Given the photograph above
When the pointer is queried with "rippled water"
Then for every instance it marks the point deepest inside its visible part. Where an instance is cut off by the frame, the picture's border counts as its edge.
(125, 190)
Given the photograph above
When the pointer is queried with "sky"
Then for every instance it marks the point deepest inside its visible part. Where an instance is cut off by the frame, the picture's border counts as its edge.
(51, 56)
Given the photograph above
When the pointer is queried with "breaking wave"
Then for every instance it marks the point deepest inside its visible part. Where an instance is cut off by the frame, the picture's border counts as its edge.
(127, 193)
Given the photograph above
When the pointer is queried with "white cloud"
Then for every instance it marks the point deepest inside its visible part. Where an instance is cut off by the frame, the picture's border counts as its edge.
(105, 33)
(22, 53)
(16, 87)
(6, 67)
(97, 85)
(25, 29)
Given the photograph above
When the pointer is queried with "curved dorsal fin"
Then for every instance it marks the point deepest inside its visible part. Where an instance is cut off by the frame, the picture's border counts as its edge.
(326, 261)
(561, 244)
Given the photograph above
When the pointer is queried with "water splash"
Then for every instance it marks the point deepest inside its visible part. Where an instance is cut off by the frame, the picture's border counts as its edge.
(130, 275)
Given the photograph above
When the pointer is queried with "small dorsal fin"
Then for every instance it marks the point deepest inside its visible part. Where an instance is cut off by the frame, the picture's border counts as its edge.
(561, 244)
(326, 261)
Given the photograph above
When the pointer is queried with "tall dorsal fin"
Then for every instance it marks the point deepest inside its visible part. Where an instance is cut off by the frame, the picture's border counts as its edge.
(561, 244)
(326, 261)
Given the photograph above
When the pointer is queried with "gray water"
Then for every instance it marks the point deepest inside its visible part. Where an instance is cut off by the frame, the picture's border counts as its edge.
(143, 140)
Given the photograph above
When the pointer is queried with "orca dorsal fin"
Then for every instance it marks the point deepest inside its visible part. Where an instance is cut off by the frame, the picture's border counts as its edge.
━━━━━━━━
ABOUT THIS TASK => Return the records exactly, character for character.

RESULT FOR THIS TASK =>
Given the photograph above
When the pointer is queried with "rippled water"
Then for every instance it marks the point deepest inside its visible part. Where an instance is cut off by the frame, the picture's border counts as its edge.
(125, 190)
Given the photograph above
When the pointer is queried with "sky"
Then for every instance it marks the point deepest inside its visible part. Where an instance is cut off by the frame, the picture's border counts as its edge.
(51, 56)
Given the photograph above
When the pointer is queried with "breaking wave"
Then for every instance it marks the point deepest inside its visible part. Where an instance is cut off by the frame, the picture's border counts as its edge.
(127, 193)
Given the photograph above
When the pointer is queried with "white cloud"
Then for every instance it marks the point deepest inside its visible part. Where an instance is cut off by the frame, the picture's border counts as its edge.
(105, 33)
(22, 53)
(16, 87)
(6, 67)
(97, 85)
(25, 29)
Given the photograph above
When the pointer is queried with "curved dorsal fin"
Then for every instance it marks the point deepest inside its visible part. Where an instance is cut off by the frame, the picture's border counts as its edge.
(326, 261)
(561, 244)
Given the photograph above
When the pointer is queried with "water splash"
Then for every instance it marks the point deepest inside its visible part. Where an instance is cut off by the frame, the picture's border counts as its edge.
(130, 275)
Given the photograph above
When the pointer is queried with "small dorsal fin"
Then for every instance it marks the point deepest inside its visible part. Where an instance is cut off by the frame, the picture's border counts as its edge.
(561, 244)
(326, 261)
Given the photograph above
When the pointer is queried with "tall dorsal fin"
Then for every instance it marks the point deepest inside its visible part. Where an instance is cut off by the frame, the picture's border counts as its edge.
(561, 244)
(326, 261)
Given the photograph above
When the pointer is queried with "gray water"
Then for every instance it marks the point deepest inside its visible part. Where an instance is cut off by the frame, the picture's border counts as its edge.
(143, 140)
Given the photograph above
When the pointer is queried with "orca dorsal fin"
Then for every instance it marks the point deepest inside its visible part. Where an instance is cut off by the frame, the picture's border counts as its edge.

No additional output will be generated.